Brief: Write out the whole listing below line by line, including the object names. Shift every bounding box coordinate up by 46, and leave out the pictures.

==========

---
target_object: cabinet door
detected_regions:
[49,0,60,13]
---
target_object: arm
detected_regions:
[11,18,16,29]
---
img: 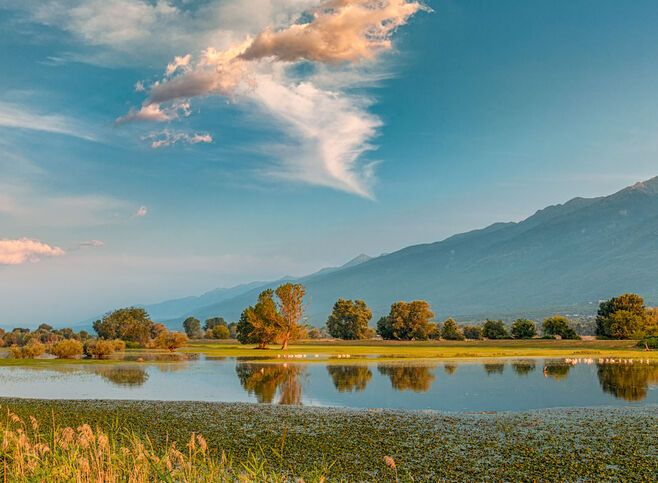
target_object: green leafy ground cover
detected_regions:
[0,399,658,481]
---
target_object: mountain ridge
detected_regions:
[124,177,658,325]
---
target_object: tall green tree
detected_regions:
[482,320,509,340]
[93,307,153,345]
[275,283,306,350]
[441,319,465,340]
[183,317,203,339]
[236,289,283,349]
[377,300,434,340]
[327,299,372,340]
[203,317,228,331]
[596,293,651,339]
[512,319,537,339]
[542,315,580,339]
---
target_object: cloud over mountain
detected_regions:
[0,238,64,265]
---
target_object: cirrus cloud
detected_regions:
[117,0,428,198]
[0,238,65,265]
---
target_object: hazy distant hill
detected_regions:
[150,178,658,325]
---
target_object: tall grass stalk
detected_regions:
[0,409,324,483]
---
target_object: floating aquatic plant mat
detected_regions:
[0,398,658,481]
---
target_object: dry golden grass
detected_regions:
[0,409,323,483]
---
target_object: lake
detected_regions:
[0,357,658,411]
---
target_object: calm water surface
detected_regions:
[0,358,658,411]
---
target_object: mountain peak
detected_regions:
[627,176,658,195]
[340,253,372,268]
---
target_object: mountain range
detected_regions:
[141,177,658,326]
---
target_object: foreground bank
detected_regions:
[0,399,658,481]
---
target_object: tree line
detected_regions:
[9,283,658,358]
[192,283,658,349]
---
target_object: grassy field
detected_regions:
[181,339,658,361]
[0,399,658,481]
[0,339,658,366]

==========

Final result:
---
target_object: cabinet door
detected_regions:
[95,46,106,59]
---
target_object: arm
detected_regions:
[57,64,62,75]
---
img: 
target_object: green leafy ground cover
detected_regions:
[46,445,704,527]
---
target_object: mountain ridge
detected_regions:
[170,223,704,371]
---
target_object: tall green tree
detected_regions:
[528,366,555,386]
[139,353,199,391]
[321,329,352,396]
[487,365,511,386]
[229,363,249,385]
[282,335,329,395]
[423,346,480,386]
[373,345,418,386]
[249,363,274,377]
[642,339,697,385]
[558,365,583,385]
[588,361,626,385]
---
target_object: cloud over mountain
detected_regions:
[46,284,110,311]
---
target_object: cirrus cloud
detected_regions:
[163,46,474,244]
[46,284,111,311]
---
target_object: hazy distant hill
detected_regions:
[196,224,704,371]
---
target_object: tall grass stalk
detected_regions:
[46,455,370,529]
---
target_object: floating aquatic plant mat
detected_regions:
[46,444,704,527]
---
target_object: dry golden grass
detected_regions:
[46,455,369,529]
---
target_object: lake
detected_regions:
[46,403,704,457]
---
target_object: calm water surface
detected_regions:
[46,404,704,457]
---
target_object: mountain peak
detected_regions:
[673,222,704,241]
[386,299,418,314]
---
target_object: mountain range
detected_regions:
[187,223,704,372]
---
target_object: foreground bank
detected_regions:
[46,445,704,527]
---
target_object: tree line
detected_regions:
[55,329,704,404]
[238,329,704,395]
---
target_object: grassy field
detected_regions:
[227,385,704,407]
[46,445,704,527]
[46,385,704,412]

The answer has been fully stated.